Extracted records:
BEGIN

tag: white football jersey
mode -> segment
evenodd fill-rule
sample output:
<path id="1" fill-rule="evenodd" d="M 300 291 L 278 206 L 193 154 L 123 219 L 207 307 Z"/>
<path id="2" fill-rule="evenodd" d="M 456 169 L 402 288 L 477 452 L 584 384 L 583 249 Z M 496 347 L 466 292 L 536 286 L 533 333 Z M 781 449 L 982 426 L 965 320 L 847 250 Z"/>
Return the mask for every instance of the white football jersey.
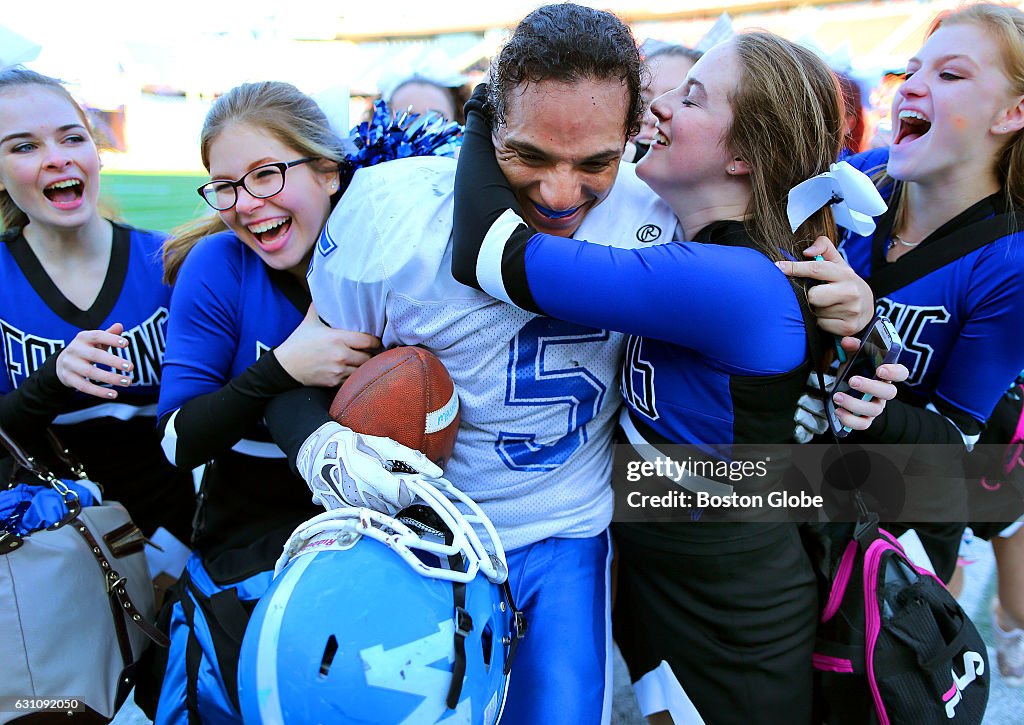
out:
<path id="1" fill-rule="evenodd" d="M 421 345 L 448 368 L 462 423 L 445 476 L 490 516 L 507 549 L 594 536 L 611 521 L 611 435 L 624 336 L 525 312 L 451 274 L 455 161 L 358 171 L 309 271 L 320 317 Z M 677 237 L 672 211 L 623 164 L 576 233 L 619 246 Z"/>

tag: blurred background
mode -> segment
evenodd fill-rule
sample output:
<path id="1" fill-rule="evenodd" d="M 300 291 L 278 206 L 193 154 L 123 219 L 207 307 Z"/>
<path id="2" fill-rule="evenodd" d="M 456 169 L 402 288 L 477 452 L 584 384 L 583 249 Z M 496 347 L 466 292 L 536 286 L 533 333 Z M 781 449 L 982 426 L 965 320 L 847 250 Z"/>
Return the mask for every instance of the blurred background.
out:
<path id="1" fill-rule="evenodd" d="M 937 12 L 958 4 L 582 2 L 615 11 L 645 47 L 709 47 L 730 28 L 764 28 L 814 47 L 861 90 L 866 139 L 879 124 L 884 132 L 886 72 L 902 68 Z M 114 207 L 129 223 L 168 230 L 201 211 L 197 139 L 219 94 L 244 81 L 288 81 L 347 131 L 403 79 L 471 88 L 508 29 L 540 4 L 459 3 L 453 12 L 422 0 L 5 3 L 0 66 L 22 63 L 67 82 L 102 137 Z"/>

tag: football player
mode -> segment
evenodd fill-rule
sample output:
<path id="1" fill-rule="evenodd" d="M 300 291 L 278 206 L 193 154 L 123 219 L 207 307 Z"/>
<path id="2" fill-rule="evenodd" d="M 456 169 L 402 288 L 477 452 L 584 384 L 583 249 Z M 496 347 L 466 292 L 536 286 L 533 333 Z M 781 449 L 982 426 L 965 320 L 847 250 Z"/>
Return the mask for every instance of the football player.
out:
<path id="1" fill-rule="evenodd" d="M 570 3 L 530 13 L 495 59 L 497 157 L 535 228 L 634 246 L 677 238 L 671 208 L 619 163 L 644 111 L 641 68 L 617 17 Z M 334 327 L 378 335 L 386 347 L 431 349 L 459 388 L 462 421 L 445 475 L 494 522 L 529 621 L 505 721 L 607 722 L 611 436 L 625 338 L 458 283 L 454 176 L 443 159 L 357 173 L 317 245 L 313 301 Z M 848 312 L 870 315 L 870 305 Z M 332 455 L 340 426 L 329 403 L 330 391 L 295 391 L 266 410 L 314 490 L 331 487 L 325 464 L 343 465 Z"/>
<path id="2" fill-rule="evenodd" d="M 817 323 L 806 290 L 774 262 L 835 238 L 833 215 L 850 223 L 844 206 L 856 195 L 845 190 L 854 183 L 873 203 L 853 210 L 884 209 L 867 177 L 833 169 L 844 119 L 828 66 L 779 36 L 743 33 L 656 99 L 654 143 L 637 175 L 671 205 L 686 241 L 643 249 L 602 248 L 533 223 L 529 199 L 502 177 L 500 120 L 489 129 L 484 115 L 497 107 L 493 98 L 474 94 L 468 107 L 456 278 L 533 312 L 631 334 L 620 418 L 639 453 L 624 454 L 631 462 L 649 461 L 652 448 L 675 457 L 682 447 L 688 458 L 749 465 L 743 444 L 787 443 L 817 362 Z M 822 174 L 850 187 L 821 195 L 794 222 L 784 200 L 799 197 L 790 190 L 806 179 L 836 178 Z M 846 345 L 855 350 L 857 341 Z M 853 386 L 883 398 L 894 390 L 863 378 Z M 840 401 L 848 411 L 839 417 L 866 427 L 882 403 L 852 397 Z M 773 466 L 779 458 L 772 454 Z M 739 494 L 734 505 L 743 506 L 747 497 L 771 501 L 769 492 L 788 483 L 766 467 L 679 486 Z M 694 713 L 709 723 L 811 722 L 817 584 L 797 523 L 763 510 L 729 516 L 735 511 L 691 500 L 699 521 L 684 507 L 675 519 L 613 526 L 621 562 L 614 632 L 641 712 L 667 711 L 677 723 Z"/>

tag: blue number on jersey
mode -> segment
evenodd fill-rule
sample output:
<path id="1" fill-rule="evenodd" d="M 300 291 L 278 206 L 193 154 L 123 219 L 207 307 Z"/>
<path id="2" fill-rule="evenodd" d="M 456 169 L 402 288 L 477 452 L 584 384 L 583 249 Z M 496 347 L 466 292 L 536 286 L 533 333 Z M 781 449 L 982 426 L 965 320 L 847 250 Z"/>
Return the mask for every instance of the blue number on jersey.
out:
<path id="1" fill-rule="evenodd" d="M 643 347 L 642 337 L 629 336 L 619 387 L 627 405 L 651 420 L 658 420 L 661 416 L 654 395 L 654 366 L 644 359 Z"/>
<path id="2" fill-rule="evenodd" d="M 533 433 L 501 431 L 495 448 L 513 471 L 553 471 L 587 442 L 587 423 L 604 402 L 605 385 L 583 367 L 548 369 L 550 345 L 607 342 L 607 330 L 537 317 L 509 344 L 506 405 L 568 406 L 566 433 L 552 443 L 538 443 Z"/>
<path id="3" fill-rule="evenodd" d="M 331 238 L 331 228 L 325 226 L 324 230 L 320 232 L 319 238 L 316 240 L 316 251 L 326 257 L 328 254 L 338 248 L 338 243 Z M 313 269 L 313 260 L 309 260 L 309 269 Z M 309 276 L 309 270 L 306 271 L 306 276 Z"/>

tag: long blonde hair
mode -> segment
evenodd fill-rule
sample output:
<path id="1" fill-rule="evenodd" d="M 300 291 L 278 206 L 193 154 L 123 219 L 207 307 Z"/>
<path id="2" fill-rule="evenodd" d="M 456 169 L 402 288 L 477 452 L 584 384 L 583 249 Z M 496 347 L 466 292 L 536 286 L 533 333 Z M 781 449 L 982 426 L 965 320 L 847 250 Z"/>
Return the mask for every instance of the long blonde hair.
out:
<path id="1" fill-rule="evenodd" d="M 771 259 L 803 259 L 818 236 L 836 239 L 835 222 L 826 206 L 794 233 L 786 201 L 790 189 L 835 162 L 843 143 L 842 92 L 824 61 L 796 43 L 764 32 L 732 42 L 742 75 L 725 144 L 750 167 L 746 224 Z"/>
<path id="2" fill-rule="evenodd" d="M 66 100 L 68 104 L 75 109 L 75 113 L 78 114 L 78 118 L 82 121 L 82 125 L 85 126 L 90 138 L 93 138 L 95 143 L 92 125 L 89 123 L 89 119 L 85 115 L 85 111 L 83 111 L 82 107 L 78 105 L 78 102 L 71 97 L 71 94 L 68 93 L 68 89 L 65 88 L 59 80 L 51 78 L 50 76 L 44 76 L 42 73 L 36 73 L 28 68 L 22 68 L 21 66 L 12 66 L 0 71 L 0 95 L 5 91 L 28 88 L 31 86 L 45 88 Z M 0 191 L 0 222 L 3 223 L 4 229 L 24 227 L 29 222 L 28 215 L 14 203 L 14 199 L 11 198 L 7 189 Z"/>
<path id="3" fill-rule="evenodd" d="M 323 159 L 327 168 L 336 168 L 345 157 L 341 141 L 312 98 L 290 83 L 243 83 L 218 98 L 206 114 L 199 150 L 207 171 L 210 146 L 236 123 L 266 131 L 302 156 Z M 164 243 L 164 281 L 174 283 L 185 257 L 200 239 L 225 229 L 220 215 L 214 215 L 174 230 Z"/>
<path id="4" fill-rule="evenodd" d="M 1024 12 L 1007 5 L 977 3 L 956 10 L 940 13 L 925 38 L 930 38 L 944 25 L 974 24 L 992 37 L 1003 62 L 1003 73 L 1010 81 L 1015 96 L 1024 95 Z M 875 184 L 882 188 L 895 184 L 890 206 L 894 208 L 893 230 L 900 229 L 906 219 L 906 185 L 893 179 L 884 171 L 876 174 Z M 999 158 L 996 159 L 996 178 L 1005 198 L 1005 205 L 1024 208 L 1024 133 L 1010 134 Z"/>

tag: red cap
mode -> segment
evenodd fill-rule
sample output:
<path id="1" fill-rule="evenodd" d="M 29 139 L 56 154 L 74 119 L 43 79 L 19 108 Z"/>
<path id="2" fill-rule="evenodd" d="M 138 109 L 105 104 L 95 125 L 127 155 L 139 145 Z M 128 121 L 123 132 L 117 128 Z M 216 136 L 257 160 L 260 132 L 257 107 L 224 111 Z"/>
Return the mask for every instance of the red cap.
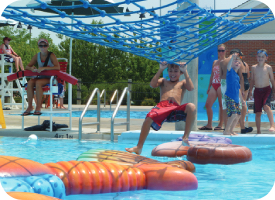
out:
<path id="1" fill-rule="evenodd" d="M 39 45 L 41 42 L 45 42 L 46 44 L 49 44 L 48 40 L 41 38 L 40 40 L 38 40 L 37 44 Z"/>
<path id="2" fill-rule="evenodd" d="M 9 37 L 4 37 L 4 38 L 3 38 L 3 41 L 5 41 L 5 40 L 11 40 L 11 38 L 9 38 Z"/>

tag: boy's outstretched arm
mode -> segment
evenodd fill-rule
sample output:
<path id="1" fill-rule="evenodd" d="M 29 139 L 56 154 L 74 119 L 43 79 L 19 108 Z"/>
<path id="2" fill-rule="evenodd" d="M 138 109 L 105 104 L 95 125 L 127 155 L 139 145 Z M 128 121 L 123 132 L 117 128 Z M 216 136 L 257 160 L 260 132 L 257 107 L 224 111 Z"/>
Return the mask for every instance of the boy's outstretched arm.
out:
<path id="1" fill-rule="evenodd" d="M 232 57 L 231 57 L 230 61 L 228 62 L 228 65 L 227 65 L 227 70 L 228 70 L 228 71 L 230 71 L 230 70 L 231 70 L 233 60 L 235 60 L 235 59 L 236 59 L 236 57 L 237 57 L 237 54 L 236 54 L 236 53 L 234 53 L 234 54 L 232 55 Z"/>
<path id="2" fill-rule="evenodd" d="M 180 66 L 180 71 L 184 74 L 185 76 L 185 84 L 184 84 L 184 87 L 188 90 L 188 91 L 192 91 L 194 90 L 194 85 L 193 85 L 193 82 L 191 80 L 191 78 L 189 77 L 189 74 L 187 72 L 187 65 L 186 63 L 178 63 Z"/>
<path id="3" fill-rule="evenodd" d="M 160 77 L 161 73 L 163 72 L 163 70 L 165 70 L 167 68 L 167 66 L 168 66 L 167 62 L 161 62 L 159 64 L 159 70 L 150 82 L 150 86 L 152 88 L 159 87 L 162 84 L 164 78 L 159 78 L 159 77 Z"/>

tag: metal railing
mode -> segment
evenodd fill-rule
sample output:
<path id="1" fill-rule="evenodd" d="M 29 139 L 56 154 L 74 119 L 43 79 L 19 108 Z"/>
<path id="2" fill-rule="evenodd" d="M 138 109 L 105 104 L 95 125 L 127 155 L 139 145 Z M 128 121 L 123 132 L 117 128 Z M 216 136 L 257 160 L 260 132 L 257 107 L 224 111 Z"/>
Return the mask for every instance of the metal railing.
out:
<path id="1" fill-rule="evenodd" d="M 118 90 L 115 90 L 115 92 L 114 92 L 114 94 L 113 94 L 113 96 L 111 98 L 111 101 L 110 101 L 110 110 L 112 110 L 112 102 L 113 102 L 115 96 L 116 96 L 116 103 L 118 103 Z"/>
<path id="2" fill-rule="evenodd" d="M 101 99 L 101 97 L 102 97 L 103 94 L 104 94 L 104 108 L 105 108 L 105 106 L 106 106 L 106 90 L 105 89 L 102 90 L 102 92 L 100 94 L 100 99 Z"/>
<path id="3" fill-rule="evenodd" d="M 95 94 L 97 93 L 97 122 L 90 122 L 90 123 L 82 123 L 83 117 L 89 107 L 89 105 L 91 104 Z M 100 93 L 99 93 L 99 89 L 95 88 L 84 108 L 84 110 L 81 113 L 81 116 L 79 117 L 79 132 L 78 132 L 78 139 L 81 140 L 82 139 L 82 126 L 86 126 L 86 125 L 97 125 L 97 132 L 100 131 Z"/>
<path id="4" fill-rule="evenodd" d="M 122 123 L 114 123 L 116 114 L 118 112 L 118 109 L 122 103 L 122 100 L 123 100 L 126 92 L 127 92 L 127 120 L 126 120 L 126 122 L 122 122 Z M 126 124 L 127 131 L 129 131 L 130 130 L 130 91 L 129 91 L 128 87 L 124 88 L 124 90 L 120 96 L 120 99 L 117 103 L 117 106 L 113 112 L 112 118 L 111 118 L 111 141 L 112 142 L 114 141 L 114 126 L 115 125 L 125 125 L 125 124 Z"/>

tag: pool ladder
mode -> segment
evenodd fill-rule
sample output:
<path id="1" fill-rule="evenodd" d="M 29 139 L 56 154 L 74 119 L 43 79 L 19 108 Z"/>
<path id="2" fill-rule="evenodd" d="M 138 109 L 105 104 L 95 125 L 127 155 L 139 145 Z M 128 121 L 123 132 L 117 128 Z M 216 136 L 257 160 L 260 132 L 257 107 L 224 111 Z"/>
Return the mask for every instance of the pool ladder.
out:
<path id="1" fill-rule="evenodd" d="M 100 94 L 99 89 L 95 88 L 84 108 L 84 110 L 81 113 L 81 116 L 79 117 L 79 133 L 78 133 L 78 139 L 81 140 L 82 139 L 82 126 L 83 125 L 97 125 L 97 131 L 96 132 L 100 132 L 100 98 L 102 97 L 104 93 L 104 107 L 105 107 L 105 99 L 106 99 L 106 91 L 103 90 Z M 115 123 L 115 117 L 116 114 L 118 112 L 118 109 L 125 97 L 127 93 L 127 119 L 126 122 L 122 122 L 122 123 Z M 91 104 L 95 94 L 97 94 L 97 122 L 90 122 L 90 123 L 82 123 L 84 115 L 87 112 L 87 109 L 89 107 L 89 105 Z M 115 95 L 113 95 L 114 97 Z M 118 102 L 117 102 L 117 106 L 113 112 L 112 118 L 111 118 L 111 141 L 114 141 L 114 126 L 120 126 L 120 125 L 126 125 L 126 130 L 129 131 L 130 130 L 130 91 L 128 89 L 128 87 L 125 87 Z"/>

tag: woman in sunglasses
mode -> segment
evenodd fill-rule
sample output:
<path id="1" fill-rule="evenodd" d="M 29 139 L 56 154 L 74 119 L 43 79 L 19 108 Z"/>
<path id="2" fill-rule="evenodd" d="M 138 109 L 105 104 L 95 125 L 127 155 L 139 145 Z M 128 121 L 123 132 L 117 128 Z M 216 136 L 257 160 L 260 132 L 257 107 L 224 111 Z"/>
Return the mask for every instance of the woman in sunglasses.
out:
<path id="1" fill-rule="evenodd" d="M 219 108 L 220 108 L 220 122 L 214 130 L 223 130 L 223 115 L 222 115 L 222 93 L 221 93 L 221 80 L 220 80 L 220 62 L 225 59 L 226 47 L 224 44 L 220 44 L 218 46 L 218 60 L 213 62 L 212 73 L 210 76 L 209 86 L 207 90 L 207 100 L 205 103 L 205 108 L 208 117 L 207 125 L 199 128 L 199 130 L 212 130 L 212 119 L 213 119 L 213 110 L 212 106 L 216 101 L 217 97 L 219 100 Z"/>
<path id="2" fill-rule="evenodd" d="M 49 42 L 42 38 L 37 42 L 40 52 L 37 53 L 31 60 L 31 62 L 26 66 L 26 70 L 31 70 L 33 72 L 42 72 L 44 70 L 60 70 L 59 62 L 57 61 L 54 53 L 49 52 Z M 34 65 L 37 63 L 38 68 Z M 28 98 L 28 108 L 23 113 L 23 116 L 26 115 L 41 115 L 41 107 L 42 107 L 42 97 L 43 97 L 43 89 L 42 87 L 46 84 L 50 83 L 50 77 L 48 76 L 39 76 L 32 78 L 28 81 L 27 86 L 27 98 Z M 32 100 L 34 98 L 34 88 L 36 88 L 36 109 L 34 113 L 31 113 L 33 110 Z"/>
<path id="3" fill-rule="evenodd" d="M 4 37 L 3 38 L 3 44 L 1 44 L 0 46 L 0 49 L 1 49 L 1 52 L 0 53 L 4 53 L 5 54 L 5 61 L 6 62 L 10 62 L 10 63 L 13 63 L 15 64 L 15 68 L 16 68 L 16 72 L 19 71 L 19 65 L 20 65 L 20 68 L 21 70 L 23 71 L 24 70 L 24 66 L 23 66 L 23 62 L 22 62 L 22 59 L 20 56 L 17 55 L 17 53 L 15 53 L 13 51 L 13 49 L 11 48 L 10 46 L 10 41 L 11 39 L 8 38 L 8 37 Z"/>

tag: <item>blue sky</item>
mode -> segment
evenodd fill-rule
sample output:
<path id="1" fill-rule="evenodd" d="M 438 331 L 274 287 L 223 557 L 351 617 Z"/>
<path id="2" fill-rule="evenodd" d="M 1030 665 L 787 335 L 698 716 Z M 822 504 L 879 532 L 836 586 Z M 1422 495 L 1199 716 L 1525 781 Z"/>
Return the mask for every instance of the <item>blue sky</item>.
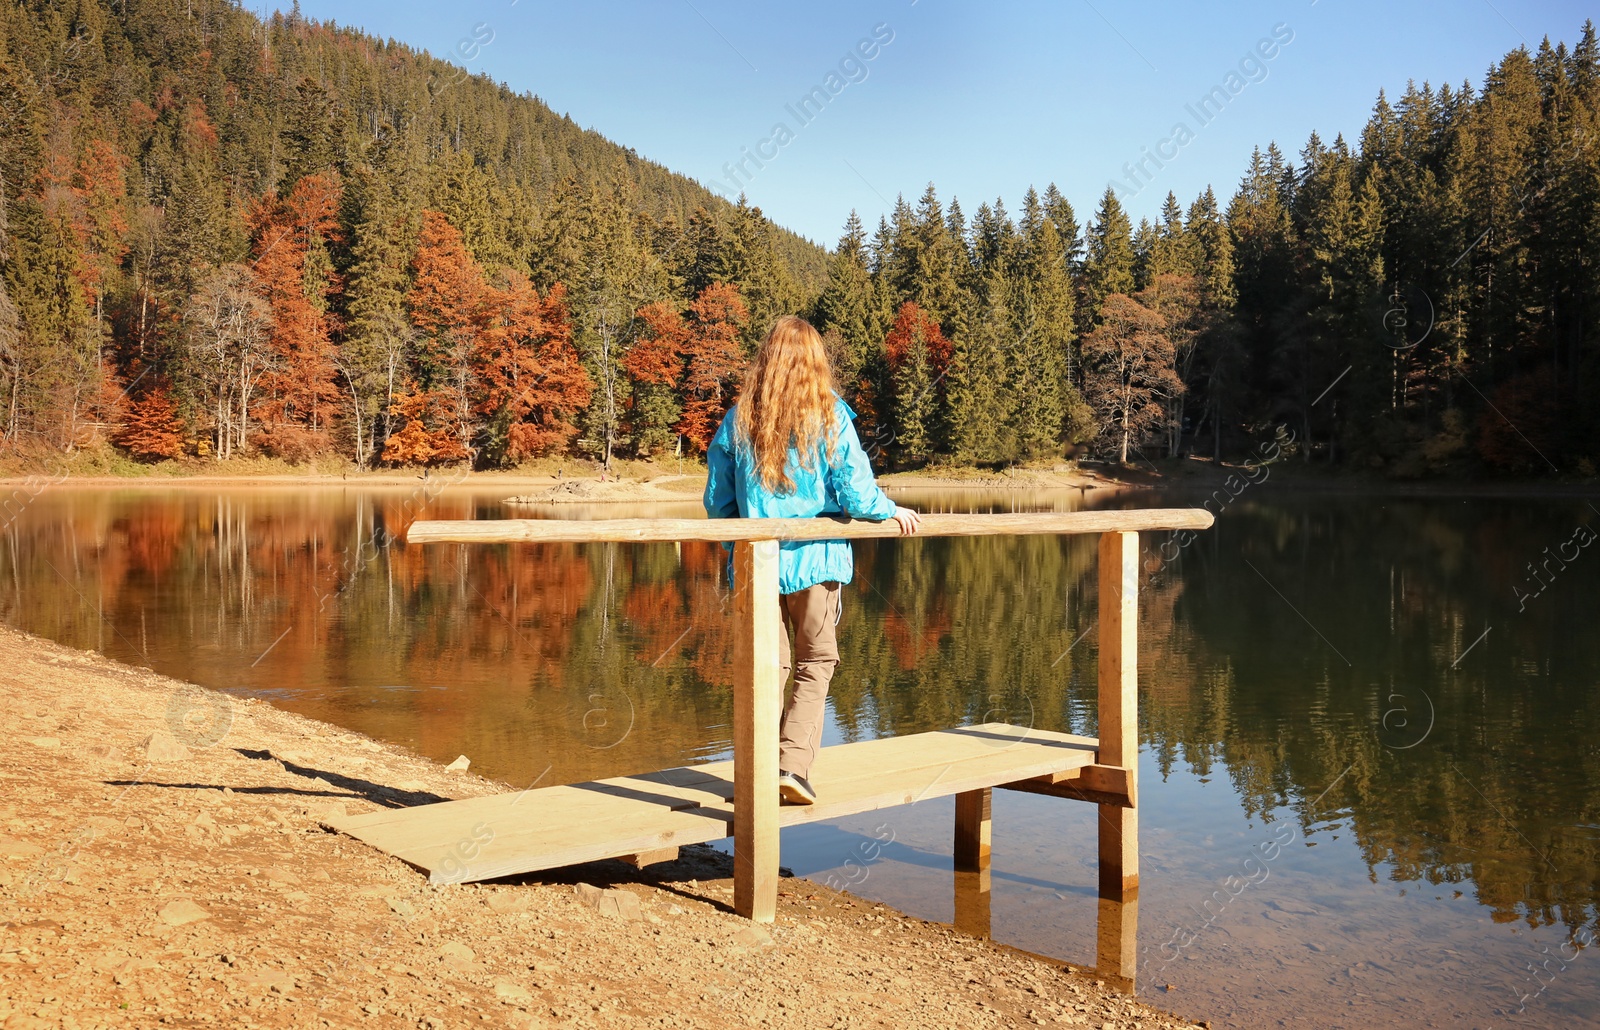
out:
<path id="1" fill-rule="evenodd" d="M 1572 44 L 1594 11 L 1573 0 L 1204 7 L 1220 10 L 1176 0 L 301 3 L 307 17 L 534 93 L 674 171 L 742 189 L 828 246 L 851 208 L 870 229 L 897 194 L 914 201 L 929 182 L 969 216 L 996 196 L 1014 212 L 1030 184 L 1052 181 L 1080 221 L 1113 182 L 1135 222 L 1154 217 L 1168 190 L 1187 206 L 1209 184 L 1226 203 L 1253 146 L 1277 140 L 1292 156 L 1313 129 L 1353 142 L 1380 87 L 1391 98 L 1412 78 L 1477 87 L 1519 45 Z M 1289 42 L 1258 51 L 1274 34 Z M 814 86 L 833 92 L 801 111 Z M 1226 100 L 1202 111 L 1213 86 Z M 747 154 L 772 156 L 757 167 Z M 1127 166 L 1150 154 L 1161 167 L 1145 160 L 1130 178 Z"/>

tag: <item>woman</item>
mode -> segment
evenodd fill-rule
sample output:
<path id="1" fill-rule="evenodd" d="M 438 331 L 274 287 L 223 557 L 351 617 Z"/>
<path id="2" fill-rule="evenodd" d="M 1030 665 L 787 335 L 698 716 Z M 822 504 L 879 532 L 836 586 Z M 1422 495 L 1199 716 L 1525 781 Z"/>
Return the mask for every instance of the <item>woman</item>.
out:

END

◆ **Try it**:
Pull every line containing "blonde" out of the data above.

◆ **Response**:
tag: long blonde hair
Return the mask for every instance of the long blonde hair.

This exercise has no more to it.